**YOUR TASK:** From the records below, find each line with the string "capitol" and copy it.

[Stored data]
——

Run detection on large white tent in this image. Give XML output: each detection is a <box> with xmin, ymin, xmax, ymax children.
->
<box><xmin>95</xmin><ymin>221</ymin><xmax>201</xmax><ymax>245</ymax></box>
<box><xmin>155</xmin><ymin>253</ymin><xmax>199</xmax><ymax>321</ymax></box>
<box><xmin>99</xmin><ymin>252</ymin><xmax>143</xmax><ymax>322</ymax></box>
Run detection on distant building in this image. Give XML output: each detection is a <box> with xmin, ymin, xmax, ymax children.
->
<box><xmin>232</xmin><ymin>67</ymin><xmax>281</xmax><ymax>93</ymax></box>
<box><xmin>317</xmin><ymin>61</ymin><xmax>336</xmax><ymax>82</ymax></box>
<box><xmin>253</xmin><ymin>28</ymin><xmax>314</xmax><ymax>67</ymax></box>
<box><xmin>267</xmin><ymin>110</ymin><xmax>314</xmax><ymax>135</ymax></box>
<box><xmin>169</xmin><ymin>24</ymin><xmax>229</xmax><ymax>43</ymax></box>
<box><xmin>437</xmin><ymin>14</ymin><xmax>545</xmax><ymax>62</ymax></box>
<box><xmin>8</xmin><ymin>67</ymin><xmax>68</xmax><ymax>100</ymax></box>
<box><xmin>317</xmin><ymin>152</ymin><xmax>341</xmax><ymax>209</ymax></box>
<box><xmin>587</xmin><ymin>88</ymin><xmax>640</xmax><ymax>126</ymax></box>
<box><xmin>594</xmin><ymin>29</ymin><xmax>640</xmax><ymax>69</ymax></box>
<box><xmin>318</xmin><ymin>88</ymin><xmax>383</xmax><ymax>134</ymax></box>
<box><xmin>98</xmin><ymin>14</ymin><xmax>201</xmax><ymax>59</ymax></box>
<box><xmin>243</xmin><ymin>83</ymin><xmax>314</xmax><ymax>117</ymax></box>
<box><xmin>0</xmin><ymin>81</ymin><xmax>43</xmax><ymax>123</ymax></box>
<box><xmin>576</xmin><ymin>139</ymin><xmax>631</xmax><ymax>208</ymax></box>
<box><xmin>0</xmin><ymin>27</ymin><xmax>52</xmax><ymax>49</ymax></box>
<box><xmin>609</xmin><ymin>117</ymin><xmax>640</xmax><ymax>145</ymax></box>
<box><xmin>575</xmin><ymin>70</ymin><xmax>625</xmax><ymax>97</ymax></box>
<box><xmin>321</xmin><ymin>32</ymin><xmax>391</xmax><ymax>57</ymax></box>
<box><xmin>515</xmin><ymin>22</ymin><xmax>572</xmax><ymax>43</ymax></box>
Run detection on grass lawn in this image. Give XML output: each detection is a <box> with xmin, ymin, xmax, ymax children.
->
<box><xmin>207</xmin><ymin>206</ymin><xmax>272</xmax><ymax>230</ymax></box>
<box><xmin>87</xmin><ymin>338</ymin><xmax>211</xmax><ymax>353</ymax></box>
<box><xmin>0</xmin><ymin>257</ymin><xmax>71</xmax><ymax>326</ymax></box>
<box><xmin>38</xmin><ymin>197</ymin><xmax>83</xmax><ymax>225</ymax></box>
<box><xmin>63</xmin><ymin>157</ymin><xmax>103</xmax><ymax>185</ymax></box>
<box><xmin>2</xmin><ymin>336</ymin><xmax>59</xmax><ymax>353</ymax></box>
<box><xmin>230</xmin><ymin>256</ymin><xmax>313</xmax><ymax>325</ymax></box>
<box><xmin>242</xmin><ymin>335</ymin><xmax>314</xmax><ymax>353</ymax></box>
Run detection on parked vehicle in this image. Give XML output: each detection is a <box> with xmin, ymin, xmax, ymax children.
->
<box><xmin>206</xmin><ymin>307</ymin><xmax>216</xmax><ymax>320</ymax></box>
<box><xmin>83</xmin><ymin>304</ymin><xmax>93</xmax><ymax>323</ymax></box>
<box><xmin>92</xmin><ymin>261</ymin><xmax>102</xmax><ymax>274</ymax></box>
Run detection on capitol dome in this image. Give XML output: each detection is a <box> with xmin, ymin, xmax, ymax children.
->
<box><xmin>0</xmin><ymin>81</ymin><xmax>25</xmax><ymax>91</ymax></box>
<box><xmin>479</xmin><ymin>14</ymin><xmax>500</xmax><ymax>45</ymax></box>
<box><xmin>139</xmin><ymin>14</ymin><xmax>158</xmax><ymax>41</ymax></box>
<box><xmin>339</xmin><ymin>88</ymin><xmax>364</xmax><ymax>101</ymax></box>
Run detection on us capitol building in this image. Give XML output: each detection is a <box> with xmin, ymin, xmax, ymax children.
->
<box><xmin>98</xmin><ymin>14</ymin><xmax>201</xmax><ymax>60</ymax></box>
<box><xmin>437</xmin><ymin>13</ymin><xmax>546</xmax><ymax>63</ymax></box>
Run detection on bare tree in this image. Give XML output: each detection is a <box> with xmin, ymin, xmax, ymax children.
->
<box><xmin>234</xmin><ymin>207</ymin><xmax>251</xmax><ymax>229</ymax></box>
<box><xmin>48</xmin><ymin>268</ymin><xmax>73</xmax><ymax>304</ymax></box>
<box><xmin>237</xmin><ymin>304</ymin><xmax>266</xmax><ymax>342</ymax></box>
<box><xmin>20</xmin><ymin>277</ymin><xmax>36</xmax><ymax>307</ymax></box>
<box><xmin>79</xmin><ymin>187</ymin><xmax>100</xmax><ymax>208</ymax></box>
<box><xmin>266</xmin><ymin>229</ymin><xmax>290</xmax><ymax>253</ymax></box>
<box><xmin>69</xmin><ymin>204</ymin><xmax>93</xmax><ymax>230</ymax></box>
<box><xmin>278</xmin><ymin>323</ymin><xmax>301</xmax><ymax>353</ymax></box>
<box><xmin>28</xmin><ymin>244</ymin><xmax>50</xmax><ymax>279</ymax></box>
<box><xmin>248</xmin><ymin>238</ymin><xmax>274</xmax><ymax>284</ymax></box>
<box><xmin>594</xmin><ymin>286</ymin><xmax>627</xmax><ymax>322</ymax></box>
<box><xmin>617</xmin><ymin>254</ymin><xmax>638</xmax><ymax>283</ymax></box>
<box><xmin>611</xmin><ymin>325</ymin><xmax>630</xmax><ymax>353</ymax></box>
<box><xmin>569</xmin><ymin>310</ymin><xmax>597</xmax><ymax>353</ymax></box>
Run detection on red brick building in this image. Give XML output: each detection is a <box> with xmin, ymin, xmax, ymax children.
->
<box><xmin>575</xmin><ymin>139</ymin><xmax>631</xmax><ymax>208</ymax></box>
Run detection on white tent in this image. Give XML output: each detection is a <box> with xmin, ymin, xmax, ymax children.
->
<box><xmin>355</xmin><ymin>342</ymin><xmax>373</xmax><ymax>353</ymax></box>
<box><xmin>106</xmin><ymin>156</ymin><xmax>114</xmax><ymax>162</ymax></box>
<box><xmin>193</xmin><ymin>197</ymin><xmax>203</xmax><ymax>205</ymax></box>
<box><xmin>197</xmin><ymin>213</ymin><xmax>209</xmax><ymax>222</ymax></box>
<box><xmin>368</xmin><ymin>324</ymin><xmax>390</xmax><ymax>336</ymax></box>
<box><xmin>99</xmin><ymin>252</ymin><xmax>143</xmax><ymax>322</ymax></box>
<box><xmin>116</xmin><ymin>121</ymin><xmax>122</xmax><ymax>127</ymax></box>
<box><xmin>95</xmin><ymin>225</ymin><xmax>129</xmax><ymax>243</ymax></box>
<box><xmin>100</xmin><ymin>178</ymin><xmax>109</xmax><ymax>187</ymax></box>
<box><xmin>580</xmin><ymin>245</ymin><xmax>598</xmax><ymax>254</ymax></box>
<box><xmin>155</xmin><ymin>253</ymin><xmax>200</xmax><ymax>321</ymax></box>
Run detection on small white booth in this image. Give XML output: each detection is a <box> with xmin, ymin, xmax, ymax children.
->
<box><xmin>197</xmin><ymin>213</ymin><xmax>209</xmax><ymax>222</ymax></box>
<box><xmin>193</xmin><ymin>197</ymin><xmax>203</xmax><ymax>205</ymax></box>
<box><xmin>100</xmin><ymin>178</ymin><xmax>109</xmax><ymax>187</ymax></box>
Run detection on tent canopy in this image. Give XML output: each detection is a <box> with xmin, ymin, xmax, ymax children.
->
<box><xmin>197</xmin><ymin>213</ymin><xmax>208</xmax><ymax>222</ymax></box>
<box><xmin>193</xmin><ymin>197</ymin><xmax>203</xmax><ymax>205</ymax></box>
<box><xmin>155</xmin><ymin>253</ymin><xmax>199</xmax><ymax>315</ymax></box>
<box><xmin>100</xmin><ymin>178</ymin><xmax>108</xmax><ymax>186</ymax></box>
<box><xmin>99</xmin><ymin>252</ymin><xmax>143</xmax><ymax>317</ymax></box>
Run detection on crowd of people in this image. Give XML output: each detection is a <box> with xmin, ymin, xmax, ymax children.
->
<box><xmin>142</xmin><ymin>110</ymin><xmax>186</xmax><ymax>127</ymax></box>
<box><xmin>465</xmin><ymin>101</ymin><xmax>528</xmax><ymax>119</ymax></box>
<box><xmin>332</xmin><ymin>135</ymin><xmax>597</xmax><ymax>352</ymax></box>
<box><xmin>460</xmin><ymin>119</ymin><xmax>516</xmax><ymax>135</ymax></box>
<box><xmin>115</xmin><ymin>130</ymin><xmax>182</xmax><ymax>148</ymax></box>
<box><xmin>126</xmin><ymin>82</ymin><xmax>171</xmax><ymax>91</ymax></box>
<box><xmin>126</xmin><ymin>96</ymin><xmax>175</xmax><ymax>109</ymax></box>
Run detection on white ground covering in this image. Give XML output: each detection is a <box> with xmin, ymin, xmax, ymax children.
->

——

**COMPLETED EXERCISE:**
Run detection on capitol dome in this image. Give XML output: each detection is a <box> with xmin, ymin, xmax, ymax children.
Run detection on us capitol building in this image. Give XML output: each detection is a <box> with xmin, ymin, xmax, ymax children.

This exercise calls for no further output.